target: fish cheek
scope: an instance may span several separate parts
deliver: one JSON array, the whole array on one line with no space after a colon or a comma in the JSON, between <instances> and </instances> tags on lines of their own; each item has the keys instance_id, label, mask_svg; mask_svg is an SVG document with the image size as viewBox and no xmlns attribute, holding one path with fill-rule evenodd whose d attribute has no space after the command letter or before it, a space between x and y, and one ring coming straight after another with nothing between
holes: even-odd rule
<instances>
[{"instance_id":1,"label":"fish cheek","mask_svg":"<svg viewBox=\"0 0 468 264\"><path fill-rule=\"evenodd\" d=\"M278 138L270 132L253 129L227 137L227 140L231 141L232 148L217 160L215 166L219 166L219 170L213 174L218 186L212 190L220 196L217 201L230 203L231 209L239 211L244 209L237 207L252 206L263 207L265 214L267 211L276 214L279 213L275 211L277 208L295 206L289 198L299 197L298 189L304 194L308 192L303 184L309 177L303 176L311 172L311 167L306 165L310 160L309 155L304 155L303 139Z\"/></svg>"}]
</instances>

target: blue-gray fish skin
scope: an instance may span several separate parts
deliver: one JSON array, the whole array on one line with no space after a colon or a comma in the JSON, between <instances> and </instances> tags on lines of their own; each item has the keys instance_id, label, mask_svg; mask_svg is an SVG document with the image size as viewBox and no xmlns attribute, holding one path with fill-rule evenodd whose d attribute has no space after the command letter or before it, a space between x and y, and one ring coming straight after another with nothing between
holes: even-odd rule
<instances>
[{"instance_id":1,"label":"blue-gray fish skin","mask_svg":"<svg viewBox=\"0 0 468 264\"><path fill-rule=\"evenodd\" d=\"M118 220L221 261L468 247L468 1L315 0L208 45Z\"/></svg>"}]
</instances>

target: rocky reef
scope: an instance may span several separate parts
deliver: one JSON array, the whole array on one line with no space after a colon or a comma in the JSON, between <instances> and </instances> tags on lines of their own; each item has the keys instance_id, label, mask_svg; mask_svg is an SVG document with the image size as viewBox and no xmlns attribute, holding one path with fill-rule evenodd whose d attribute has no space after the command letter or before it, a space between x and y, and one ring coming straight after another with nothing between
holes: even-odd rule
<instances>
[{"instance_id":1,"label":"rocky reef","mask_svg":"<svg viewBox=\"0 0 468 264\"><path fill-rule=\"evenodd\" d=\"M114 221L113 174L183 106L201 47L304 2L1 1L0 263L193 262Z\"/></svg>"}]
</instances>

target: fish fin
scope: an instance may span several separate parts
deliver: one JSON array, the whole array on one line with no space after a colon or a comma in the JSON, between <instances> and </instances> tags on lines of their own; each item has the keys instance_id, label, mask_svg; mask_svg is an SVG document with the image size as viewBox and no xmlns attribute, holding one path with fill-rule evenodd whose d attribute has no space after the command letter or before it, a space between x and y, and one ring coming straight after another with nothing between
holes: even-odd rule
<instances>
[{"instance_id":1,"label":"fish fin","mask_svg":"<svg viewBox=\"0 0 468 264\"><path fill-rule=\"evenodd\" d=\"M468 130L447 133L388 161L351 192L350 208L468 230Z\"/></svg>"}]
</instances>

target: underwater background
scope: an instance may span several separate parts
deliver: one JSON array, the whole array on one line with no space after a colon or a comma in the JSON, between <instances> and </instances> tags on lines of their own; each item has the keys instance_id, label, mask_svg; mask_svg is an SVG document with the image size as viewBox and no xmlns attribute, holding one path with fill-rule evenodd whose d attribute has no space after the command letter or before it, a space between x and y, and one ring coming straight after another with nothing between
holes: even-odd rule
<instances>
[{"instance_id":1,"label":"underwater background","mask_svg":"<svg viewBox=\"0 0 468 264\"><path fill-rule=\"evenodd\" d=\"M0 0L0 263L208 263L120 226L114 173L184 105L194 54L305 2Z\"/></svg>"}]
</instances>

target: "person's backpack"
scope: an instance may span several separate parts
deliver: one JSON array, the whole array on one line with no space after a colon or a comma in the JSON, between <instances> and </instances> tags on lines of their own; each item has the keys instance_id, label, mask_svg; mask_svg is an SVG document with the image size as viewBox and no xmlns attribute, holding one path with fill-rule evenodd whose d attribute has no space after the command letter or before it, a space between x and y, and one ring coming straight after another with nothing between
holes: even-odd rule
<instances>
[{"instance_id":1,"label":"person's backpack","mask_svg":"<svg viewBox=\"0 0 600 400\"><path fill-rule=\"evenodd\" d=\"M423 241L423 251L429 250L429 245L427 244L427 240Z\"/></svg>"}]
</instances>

● ● ● ● ●

Brief »
Copy the whole listing above once more, character for character.

Answer for the task »
target: fish cheek
scope: an instance may span several separate parts
deliver: one JSON array, the whole array on one line with no space after a colon or a comma in the JSON, between <instances> and </instances> tags on lines of their own; each item has the keys instance_id, label, mask_svg; mask_svg is an SVG document with the image size as viewBox and no xmlns attribute, holding one path with fill-rule evenodd whose d attribute has no space after the command letter or before it, a space between x and y, and one ring coming straight after another with nothing between
holes: even-odd rule
<instances>
[{"instance_id":1,"label":"fish cheek","mask_svg":"<svg viewBox=\"0 0 468 264\"><path fill-rule=\"evenodd\" d=\"M278 138L270 132L253 129L227 137L227 140L231 141L232 148L217 160L215 166L219 166L219 170L213 174L218 186L212 190L220 196L217 201L230 203L231 209L239 211L244 209L237 207L252 206L263 207L265 214L267 211L276 214L279 213L275 211L277 208L295 206L289 198L299 197L298 189L304 194L308 192L303 184L309 177L303 176L311 172L311 167L306 165L310 160L309 155L304 155L303 139Z\"/></svg>"}]
</instances>

target: blue-gray fish skin
scope: an instance may span several separate parts
deliver: one JSON array, the whole array on one line with no space after a colon or a comma in the JSON, between <instances> and </instances> tags on lines of their own; each item has the keys instance_id, label, mask_svg; mask_svg is an SVG document with the image size as viewBox and no xmlns attribute, holding one path with fill-rule evenodd whose d attribute has no space after the command letter or before it, a space between x and y, and one ring coming straight after another with nothing between
holes: even-odd rule
<instances>
[{"instance_id":1,"label":"blue-gray fish skin","mask_svg":"<svg viewBox=\"0 0 468 264\"><path fill-rule=\"evenodd\" d=\"M118 220L221 261L468 247L468 1L315 0L208 45Z\"/></svg>"}]
</instances>

target: rocky reef
scope: an instance may span several separate parts
deliver: one JSON array, the whole array on one line with no space after a colon or a comma in the JSON, between <instances> and </instances> tags on lines of their own; each item has the keys instance_id, label, mask_svg; mask_svg is an SVG document with the image size as viewBox and no xmlns attribute, holding one path with fill-rule evenodd whose d attribute has no space after the command letter or before it, a space between x and y, and one ring coming straight after another with nothing between
holes: even-odd rule
<instances>
[{"instance_id":1,"label":"rocky reef","mask_svg":"<svg viewBox=\"0 0 468 264\"><path fill-rule=\"evenodd\" d=\"M114 221L113 174L183 106L201 47L304 2L1 1L0 263L193 262Z\"/></svg>"}]
</instances>

target: fish fin
scope: an instance may span several separate parts
deliver: one JSON array, the whole array on one line with no space after a colon or a comma in the JSON, between <instances> and </instances> tags on lines of their own; each item has the keys instance_id, label, mask_svg; mask_svg is an SVG document with the image size as viewBox and no xmlns attribute, holding one path with fill-rule evenodd whose d attribute has no space after the command letter or before it, a space between x and y, and one ring coming straight after another with nothing between
holes: even-odd rule
<instances>
[{"instance_id":1,"label":"fish fin","mask_svg":"<svg viewBox=\"0 0 468 264\"><path fill-rule=\"evenodd\" d=\"M468 130L447 133L388 161L351 192L350 208L468 230Z\"/></svg>"}]
</instances>

target: underwater background
scope: an instance may span several separate parts
deliver: one JSON array, the whole array on one line with no space after a colon or a comma in the JSON, between <instances> and </instances> tags on lines of their own; each item has the keys instance_id, label, mask_svg; mask_svg is an SVG document with the image size as viewBox and no xmlns attribute, holding one path with fill-rule evenodd whose d attribute has no space after the command letter or before it, a space between x and y, and one ring coming straight after another with nothing between
holes: even-odd rule
<instances>
[{"instance_id":1,"label":"underwater background","mask_svg":"<svg viewBox=\"0 0 468 264\"><path fill-rule=\"evenodd\" d=\"M0 0L0 263L208 263L120 226L114 173L184 105L194 54L305 2Z\"/></svg>"}]
</instances>

target: "person's backpack"
scope: an instance may span several separate parts
deliver: one JSON array, the whole array on one line with no space after a colon or a comma in the JSON, between <instances> and </instances> tags on lines of their own; each item has the keys instance_id, label, mask_svg; mask_svg is an SVG document with the image size as viewBox and no xmlns attribute, holding one path with fill-rule evenodd whose d attribute has no space after the command letter or before it, a space between x and y, and one ring coming straight after another with nothing between
holes: even-odd rule
<instances>
[{"instance_id":1,"label":"person's backpack","mask_svg":"<svg viewBox=\"0 0 600 400\"><path fill-rule=\"evenodd\" d=\"M423 241L423 251L429 250L429 245L427 244L427 240Z\"/></svg>"}]
</instances>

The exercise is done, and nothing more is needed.